TASK REQUIREMENTS: Reproduce the listing below verbatim, every line in its original order.

EXCERPTED DATA:
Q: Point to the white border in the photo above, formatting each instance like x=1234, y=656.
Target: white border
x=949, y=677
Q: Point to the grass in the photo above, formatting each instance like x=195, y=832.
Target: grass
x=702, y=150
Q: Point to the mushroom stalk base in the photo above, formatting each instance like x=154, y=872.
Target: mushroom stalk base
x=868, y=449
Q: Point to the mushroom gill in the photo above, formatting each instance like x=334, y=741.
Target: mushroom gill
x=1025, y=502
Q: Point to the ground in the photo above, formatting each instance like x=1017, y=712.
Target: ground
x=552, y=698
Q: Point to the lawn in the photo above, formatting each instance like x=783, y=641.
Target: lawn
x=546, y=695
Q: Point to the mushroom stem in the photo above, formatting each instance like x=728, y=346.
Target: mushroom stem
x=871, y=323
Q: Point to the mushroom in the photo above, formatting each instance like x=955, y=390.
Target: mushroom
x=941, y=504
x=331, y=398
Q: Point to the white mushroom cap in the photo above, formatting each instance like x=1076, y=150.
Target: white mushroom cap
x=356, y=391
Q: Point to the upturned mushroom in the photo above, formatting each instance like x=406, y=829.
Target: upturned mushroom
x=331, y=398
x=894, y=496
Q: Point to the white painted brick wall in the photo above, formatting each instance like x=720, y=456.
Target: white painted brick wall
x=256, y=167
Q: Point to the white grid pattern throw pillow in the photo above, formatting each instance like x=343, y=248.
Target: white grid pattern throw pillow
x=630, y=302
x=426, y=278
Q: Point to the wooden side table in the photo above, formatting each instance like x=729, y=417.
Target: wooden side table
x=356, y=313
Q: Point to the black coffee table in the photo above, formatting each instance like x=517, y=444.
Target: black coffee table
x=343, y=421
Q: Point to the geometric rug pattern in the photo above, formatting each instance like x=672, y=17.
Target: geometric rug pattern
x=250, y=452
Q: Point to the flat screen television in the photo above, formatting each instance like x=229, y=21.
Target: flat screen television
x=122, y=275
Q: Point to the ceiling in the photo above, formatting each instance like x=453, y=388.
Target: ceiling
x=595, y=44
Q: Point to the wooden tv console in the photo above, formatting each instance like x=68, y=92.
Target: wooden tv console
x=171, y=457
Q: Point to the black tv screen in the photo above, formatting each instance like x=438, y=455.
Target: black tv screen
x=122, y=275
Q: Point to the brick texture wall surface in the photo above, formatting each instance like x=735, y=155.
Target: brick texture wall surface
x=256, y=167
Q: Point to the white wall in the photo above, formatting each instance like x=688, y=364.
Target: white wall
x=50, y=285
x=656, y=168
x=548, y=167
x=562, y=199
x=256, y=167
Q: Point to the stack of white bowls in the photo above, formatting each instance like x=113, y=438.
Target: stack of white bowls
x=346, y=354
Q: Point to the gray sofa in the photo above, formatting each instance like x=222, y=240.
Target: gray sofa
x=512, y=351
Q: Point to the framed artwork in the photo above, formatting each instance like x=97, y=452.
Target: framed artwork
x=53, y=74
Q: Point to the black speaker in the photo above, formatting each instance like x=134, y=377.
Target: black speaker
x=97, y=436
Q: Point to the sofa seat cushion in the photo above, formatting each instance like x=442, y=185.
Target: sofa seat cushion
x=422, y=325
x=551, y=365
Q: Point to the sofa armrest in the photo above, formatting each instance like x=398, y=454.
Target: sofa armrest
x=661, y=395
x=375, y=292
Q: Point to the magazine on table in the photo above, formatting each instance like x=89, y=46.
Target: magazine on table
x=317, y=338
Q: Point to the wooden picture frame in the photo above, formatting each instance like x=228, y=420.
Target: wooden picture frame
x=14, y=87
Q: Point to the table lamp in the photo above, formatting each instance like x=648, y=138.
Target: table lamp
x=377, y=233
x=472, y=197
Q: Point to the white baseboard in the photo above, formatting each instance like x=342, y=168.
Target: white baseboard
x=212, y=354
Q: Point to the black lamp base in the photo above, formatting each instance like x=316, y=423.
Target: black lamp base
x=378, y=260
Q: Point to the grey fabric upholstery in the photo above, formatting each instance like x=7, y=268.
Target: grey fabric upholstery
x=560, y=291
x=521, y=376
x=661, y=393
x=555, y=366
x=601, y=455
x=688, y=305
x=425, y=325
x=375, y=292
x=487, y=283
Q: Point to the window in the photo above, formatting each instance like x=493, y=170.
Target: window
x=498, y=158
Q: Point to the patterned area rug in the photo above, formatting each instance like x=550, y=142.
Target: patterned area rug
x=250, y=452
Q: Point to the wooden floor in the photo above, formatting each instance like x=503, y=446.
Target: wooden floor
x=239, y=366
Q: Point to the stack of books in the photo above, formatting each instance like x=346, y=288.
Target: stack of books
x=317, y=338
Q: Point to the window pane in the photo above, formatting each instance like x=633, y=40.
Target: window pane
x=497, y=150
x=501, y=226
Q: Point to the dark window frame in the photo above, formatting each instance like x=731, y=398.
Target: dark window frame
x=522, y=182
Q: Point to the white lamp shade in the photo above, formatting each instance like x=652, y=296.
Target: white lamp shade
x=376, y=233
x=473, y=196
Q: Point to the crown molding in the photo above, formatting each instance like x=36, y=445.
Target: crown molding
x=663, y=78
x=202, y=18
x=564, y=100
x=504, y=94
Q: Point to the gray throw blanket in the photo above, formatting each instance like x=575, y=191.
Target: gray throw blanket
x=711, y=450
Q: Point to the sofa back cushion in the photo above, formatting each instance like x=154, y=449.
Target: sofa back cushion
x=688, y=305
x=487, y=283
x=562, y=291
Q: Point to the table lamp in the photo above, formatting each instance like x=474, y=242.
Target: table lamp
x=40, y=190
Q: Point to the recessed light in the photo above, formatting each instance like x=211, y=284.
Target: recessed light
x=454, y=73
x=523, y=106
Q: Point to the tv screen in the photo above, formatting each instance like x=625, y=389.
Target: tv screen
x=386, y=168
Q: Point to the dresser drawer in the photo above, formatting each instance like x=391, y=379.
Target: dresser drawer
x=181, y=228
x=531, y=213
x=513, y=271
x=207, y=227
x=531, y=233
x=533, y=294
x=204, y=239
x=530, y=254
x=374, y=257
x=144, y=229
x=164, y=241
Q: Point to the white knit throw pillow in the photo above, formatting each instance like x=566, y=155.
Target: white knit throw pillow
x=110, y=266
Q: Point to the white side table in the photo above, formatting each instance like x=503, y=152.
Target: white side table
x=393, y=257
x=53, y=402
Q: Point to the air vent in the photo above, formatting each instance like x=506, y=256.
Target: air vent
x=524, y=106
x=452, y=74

OUTPUT:
Q: Point to the white border in the photo above, formatting each instance like x=1234, y=656.
Target: white border
x=949, y=677
Q: Point to the grass in the photo above, formatting each instance like x=195, y=832.
Target: grass
x=702, y=150
Q: Point to the mushroom stalk base in the photo above, formatting each instance like x=154, y=872.
Target: mushroom stalk base
x=868, y=449
Q: Point to the mushroom gill in the photo above, formatting each instance like x=334, y=741.
Target: mushroom gill
x=1025, y=502
Q: Point to the ground in the photo above, formatting each instance like x=1017, y=712.
Target: ground
x=552, y=698
Q: Point to the lawn in the photo above, formatting each instance like x=783, y=641.
Target: lawn
x=546, y=695
Q: Point to the mushroom stem in the photo above, formatting each instance like x=728, y=346.
Target: mushroom stem
x=871, y=323
Q: Point to the mushroom in the photo above, formatting each instance like x=955, y=390.
Target: mushroom
x=941, y=504
x=331, y=398
Q: Point to the white mushroom cap in the photo above, formatting each instance like x=1076, y=150.
Target: white mushroom cap
x=356, y=391
Q: Point to the upturned mushroom in the photo above, formatting each instance like x=406, y=829.
Target: upturned mushroom
x=331, y=398
x=894, y=496
Q: Point to the white painted brick wall in the photo above, formatting each instance like x=720, y=456.
Target: white painted brick wall
x=256, y=167
Q: Point to the white grid pattern throw pillow in the photo above, formatting each instance like x=343, y=248.
Target: white grid pattern throw pillow
x=630, y=302
x=426, y=278
Q: Point to the wooden side table in the photo above, formatting each instance like x=729, y=417.
Target: wooden side table
x=356, y=313
Q: Point to the black coffee table in the photo above, formatting each instance like x=517, y=444.
Target: black coffee table
x=343, y=421
Q: Point to the geometric rug pattern in the photo above, formatting each instance like x=672, y=17.
Target: geometric rug pattern
x=250, y=452
Q: Point to the flat screen television in the photo above, formatting each instance like x=229, y=21.
Target: flat screen television
x=122, y=275
Q: Point to the ceiling in the photo above, formatting each instance like x=453, y=388.
Target: ceiling
x=595, y=44
Q: Point to the wooden tv console in the photo above, formatting each instance like x=68, y=92.
Target: wooden tv console
x=171, y=457
Q: Point to the black tv screen in the photo above, formatting each instance like x=438, y=455.
Target: black tv screen
x=122, y=275
Q: Point to the brick texture wall surface in the photo above, formatting each instance like x=735, y=155.
Target: brick texture wall surface
x=256, y=167
Q: Point to the white wall in the photo above, formatting each instance like x=688, y=364.
Target: white wall
x=50, y=285
x=656, y=168
x=548, y=167
x=562, y=199
x=256, y=167
Q: Point to the stack of white bowls in the photo above, formatting each instance like x=113, y=438.
Target: stack of white bowls
x=346, y=354
Q: Point to the gray sofa in the photo above, formatting each instance like x=222, y=240.
Target: gray sofa
x=512, y=351
Q: Point to the framed artwork in the photo above, formatting each instance like x=97, y=452.
Target: framed artwork
x=53, y=74
Q: Point to the black speaker in the photo above, formatting each instance like x=134, y=377.
Target: black speaker
x=97, y=436
Q: Point to the sofa seat cushion in the photo above, formatting each instance like x=442, y=185.
Target: sofa seat cushion
x=422, y=325
x=551, y=365
Q: Point to the sofa armrest in the photo above, formatting each instance like x=398, y=454.
Target: sofa armrest
x=661, y=395
x=375, y=292
Q: Point to the magazine on table in the photo above, formatting each instance like x=89, y=46.
Target: magazine on table
x=317, y=338
Q: Point to the wooden picture frame in the photo above, formatting each instance like x=228, y=420.
Target: wooden picture frame
x=14, y=87
Q: Point to the table lamp in the photo above, formatting each instance like x=648, y=138.
Target: table lamp
x=377, y=233
x=472, y=197
Q: Point to the white baseboard in the photo above, formatting each instance like x=342, y=168.
Target: white baseboard
x=212, y=354
Q: Point to the black lamp base in the photo above, formatting each instance like x=316, y=423.
Target: black lamp base
x=378, y=260
Q: Point to the grey fabric upholstery in the photo above, formatting each instance like x=7, y=268.
Target: grey fabric upholstery
x=560, y=291
x=521, y=376
x=661, y=393
x=555, y=366
x=601, y=455
x=688, y=305
x=425, y=325
x=375, y=292
x=487, y=283
Q: Point to the window in the photo above, formatting each instance like x=493, y=170.
Target: window
x=498, y=158
Q: Point to the patterned area rug in the photo above, formatting each instance like x=550, y=142.
Target: patterned area rug
x=250, y=452
Q: Point to the wooden floor in the photo above, formatting each instance like x=503, y=446.
Target: wooden floor
x=239, y=366
Q: Point to the stack of books in the photo above, formatting each instance like x=346, y=288.
Target: stack of books
x=317, y=338
Q: Point to the window pane in the photo above, formatting each instance like x=633, y=40.
Target: window pane
x=497, y=150
x=501, y=226
Q: Point to the dark window frame in the photo above, formatting each instance like x=731, y=398.
Target: dark window frame
x=522, y=182
Q: Point to the white lamp shade in the photo above, formatting each instance like x=652, y=296.
Target: white lamp shade
x=376, y=233
x=473, y=196
Q: Point to the crown molding in the photo above, formatting each instance like x=36, y=445.
Target: crown molding
x=663, y=78
x=202, y=18
x=564, y=100
x=504, y=94
Q: Point to the gray throw blanket in the photo above, formatting each instance like x=575, y=191.
Target: gray throw blanket
x=711, y=450
Q: Point to the sofa back cushion in the photo above, formatting each instance like x=154, y=449.
Target: sofa back cushion
x=688, y=305
x=487, y=283
x=562, y=291
Q: Point to the table lamp in the photo above, formatting each instance like x=474, y=242.
Target: table lamp
x=40, y=190
Q: Point to the recessed light in the photo above, formatting each instance like x=211, y=284.
Target: recessed light
x=454, y=73
x=523, y=106
Q: Point to the tv screen in the photo above, formatting each instance like x=625, y=389.
Target: tv screen
x=386, y=168
Q: Point to the dresser drawer in the photo above, formatting each instance like x=391, y=379.
Target: dresser drawer
x=181, y=228
x=531, y=213
x=513, y=271
x=207, y=227
x=531, y=233
x=533, y=294
x=204, y=239
x=530, y=254
x=374, y=257
x=144, y=229
x=164, y=241
Q: Point to the white knit throw pillow in the photo above, formatting each instance like x=566, y=155.
Target: white knit throw pillow
x=110, y=266
Q: Point to the white side table in the photo above, formatting each instance like x=503, y=152.
Target: white side table
x=393, y=257
x=53, y=402
Q: Point to the air vent in the photo above, formatting each instance like x=506, y=256.
Target: air vent
x=524, y=106
x=452, y=74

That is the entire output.